Document section Start Marker
Aluminum is on track to record its most severe monthly decline since 2008, rapidly erasing gains from a previous conflict-driven rally as expectations grow for the restoration of Middle Eastern supply. The industrial metal has fallen by more than 15% during June, influenced by an interim diplomatic agreement between the United States and Iran that has generated optimism regarding a resumption of shipments through the reopening Strait of Hormuz. This downturn has completely reversed the price increases accumulated over the prior three months, which had been triggered by supply disruptions in a region that commands nearly 10% of total global aluminum output.

A combination of record-high export volumes from China and successful maritime transits through the strait to restock essential alumina reserves has accelerated this market reversal. Over the past two weeks, the aluminum market has transitioned into a contango structure—a condition where immediate spot prices are lower than longer-dated forward contracts—indicating that immediate supply anxieties have diminished. Industry analysts note that physical premiums outside of China decreased sharply following reports of the truce, signaling that near-term availability is no longer constrained. This rapid price correction has generated a degree of market panic and caught numerous market participants off guard, leading some regional investors to anticipate further downward price adjustments. Additionally, the broader metals complex, including aluminum, has faced headwinds from a strengthening US dollar since mid-May, which elevates purchasing costs for international buyers, while expectations of prolonged restrictive monetary policy by the Federal Reserve continue to cloud the macroeconomic demand outlook.

In recent trading on the London Metal Exchange, aluminum edged up 0.5% to $3,103 per ton, leaving its monthly deficit at 15.4%. Other commodities displayed mixed movements, with copper advancing 0.4% to $13,332 per ton—marking a 2.2% decline for June—and iron ore easing 0.1% to $98.75 per ton in Singapore trading. Meanwhile, zinc increased by 0.2% to $3,482 per ton following reports from the state-backed research institution Beijing Antaike Information, which indicated that major Chinese smelters intend to reduce their zinc concentrate consumption by 600,000 to 1 million tons this year to mitigate financial losses. However, market analysts suggest that this anticipated reduction in refined zinc output, which equates to roughly 200,000 to 300,000 tons or up to 4% of China's prior-year production, remains insufficient to fully offset the existing domestic supply surplus for the year.
Document section End Marker
Recorded information Start Marker
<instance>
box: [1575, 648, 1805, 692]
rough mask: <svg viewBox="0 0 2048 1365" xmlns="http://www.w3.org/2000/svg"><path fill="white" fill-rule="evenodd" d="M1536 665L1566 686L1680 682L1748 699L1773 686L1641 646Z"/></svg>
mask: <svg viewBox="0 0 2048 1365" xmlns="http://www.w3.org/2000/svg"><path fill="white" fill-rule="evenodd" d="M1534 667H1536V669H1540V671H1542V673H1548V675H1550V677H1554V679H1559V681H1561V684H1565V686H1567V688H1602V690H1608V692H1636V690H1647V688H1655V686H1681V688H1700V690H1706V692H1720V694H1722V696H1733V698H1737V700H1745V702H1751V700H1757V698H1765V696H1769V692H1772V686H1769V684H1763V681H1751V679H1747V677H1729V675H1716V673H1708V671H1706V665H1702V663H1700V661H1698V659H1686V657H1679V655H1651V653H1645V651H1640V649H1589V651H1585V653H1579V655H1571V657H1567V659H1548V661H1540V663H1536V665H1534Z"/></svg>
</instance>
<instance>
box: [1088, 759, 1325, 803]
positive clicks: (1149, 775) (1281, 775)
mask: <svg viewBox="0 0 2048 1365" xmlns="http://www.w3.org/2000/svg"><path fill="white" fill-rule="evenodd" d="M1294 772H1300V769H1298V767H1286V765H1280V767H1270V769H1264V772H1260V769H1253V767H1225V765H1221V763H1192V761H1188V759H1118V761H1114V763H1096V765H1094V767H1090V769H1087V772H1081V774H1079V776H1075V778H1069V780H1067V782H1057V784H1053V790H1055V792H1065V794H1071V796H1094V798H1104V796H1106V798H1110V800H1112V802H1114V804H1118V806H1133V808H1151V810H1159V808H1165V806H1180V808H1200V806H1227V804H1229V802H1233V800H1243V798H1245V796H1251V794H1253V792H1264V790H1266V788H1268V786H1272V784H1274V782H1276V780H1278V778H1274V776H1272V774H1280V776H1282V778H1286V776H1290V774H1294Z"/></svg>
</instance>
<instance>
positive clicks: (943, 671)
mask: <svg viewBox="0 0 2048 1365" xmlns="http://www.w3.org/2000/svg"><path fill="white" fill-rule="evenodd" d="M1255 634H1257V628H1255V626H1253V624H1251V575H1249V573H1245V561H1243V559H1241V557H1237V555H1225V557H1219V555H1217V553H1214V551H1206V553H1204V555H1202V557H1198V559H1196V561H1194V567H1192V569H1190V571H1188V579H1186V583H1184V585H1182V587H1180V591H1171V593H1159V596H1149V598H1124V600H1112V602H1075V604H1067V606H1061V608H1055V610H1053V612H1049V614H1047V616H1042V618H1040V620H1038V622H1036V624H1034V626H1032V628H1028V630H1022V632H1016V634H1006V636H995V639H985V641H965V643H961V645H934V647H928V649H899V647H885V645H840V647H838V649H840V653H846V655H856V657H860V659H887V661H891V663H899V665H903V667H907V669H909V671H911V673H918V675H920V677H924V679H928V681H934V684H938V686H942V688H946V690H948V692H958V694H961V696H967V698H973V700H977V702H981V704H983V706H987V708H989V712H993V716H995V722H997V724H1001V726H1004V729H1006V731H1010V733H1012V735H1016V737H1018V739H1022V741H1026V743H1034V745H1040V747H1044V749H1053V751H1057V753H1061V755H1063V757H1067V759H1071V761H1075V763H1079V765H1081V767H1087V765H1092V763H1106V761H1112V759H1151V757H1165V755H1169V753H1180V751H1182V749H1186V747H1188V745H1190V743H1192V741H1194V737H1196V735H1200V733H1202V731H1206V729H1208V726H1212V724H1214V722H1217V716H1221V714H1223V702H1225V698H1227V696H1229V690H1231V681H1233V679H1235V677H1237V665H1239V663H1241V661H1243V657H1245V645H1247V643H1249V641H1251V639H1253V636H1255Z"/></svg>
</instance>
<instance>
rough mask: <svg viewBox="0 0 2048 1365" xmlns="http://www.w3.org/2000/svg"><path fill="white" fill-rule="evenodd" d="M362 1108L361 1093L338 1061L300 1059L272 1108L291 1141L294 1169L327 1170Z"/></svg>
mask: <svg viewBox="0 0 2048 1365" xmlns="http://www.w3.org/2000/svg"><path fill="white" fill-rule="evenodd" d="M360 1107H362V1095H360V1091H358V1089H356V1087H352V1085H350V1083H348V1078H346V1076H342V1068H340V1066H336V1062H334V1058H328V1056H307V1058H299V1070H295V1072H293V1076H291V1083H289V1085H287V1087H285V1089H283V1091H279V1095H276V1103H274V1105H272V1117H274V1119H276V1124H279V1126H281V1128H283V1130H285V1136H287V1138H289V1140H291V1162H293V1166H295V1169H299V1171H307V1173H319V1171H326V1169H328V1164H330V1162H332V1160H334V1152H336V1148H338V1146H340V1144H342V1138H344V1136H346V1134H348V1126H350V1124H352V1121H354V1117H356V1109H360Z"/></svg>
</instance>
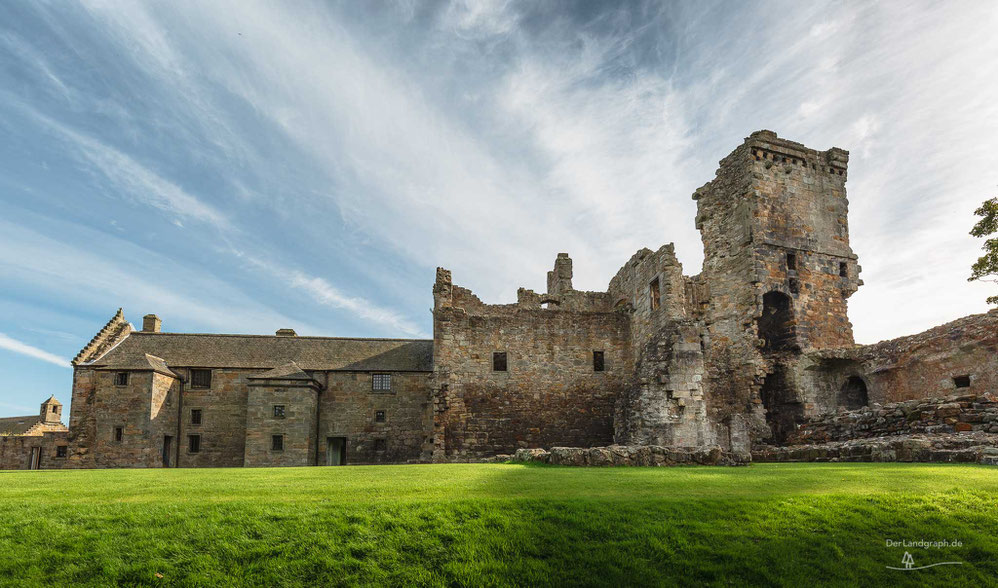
Recorded information End Marker
**Problem to solve**
From the aluminum market report, reproduce the passage that begins with the words containing "In recent trading" and ends with "for the year.".

**Result below**
In recent trading on the London Metal Exchange, aluminum edged up 0.5% to $3,103 per ton, leaving its monthly deficit at 15.4%. Other commodities displayed mixed movements, with copper advancing 0.4% to $13,332 per ton—marking a 2.2% decline for June—and iron ore easing 0.1% to $98.75 per ton in Singapore trading. Meanwhile, zinc increased by 0.2% to $3,482 per ton following reports from the state-backed research institution Beijing Antaike Information, which indicated that major Chinese smelters intend to reduce their zinc concentrate consumption by 600,000 to 1 million tons this year to mitigate financial losses. However, market analysts suggest that this anticipated reduction in refined zinc output, which equates to roughly 200,000 to 300,000 tons or up to 4% of China's prior-year production, remains insufficient to fully offset the existing domestic supply surplus for the year.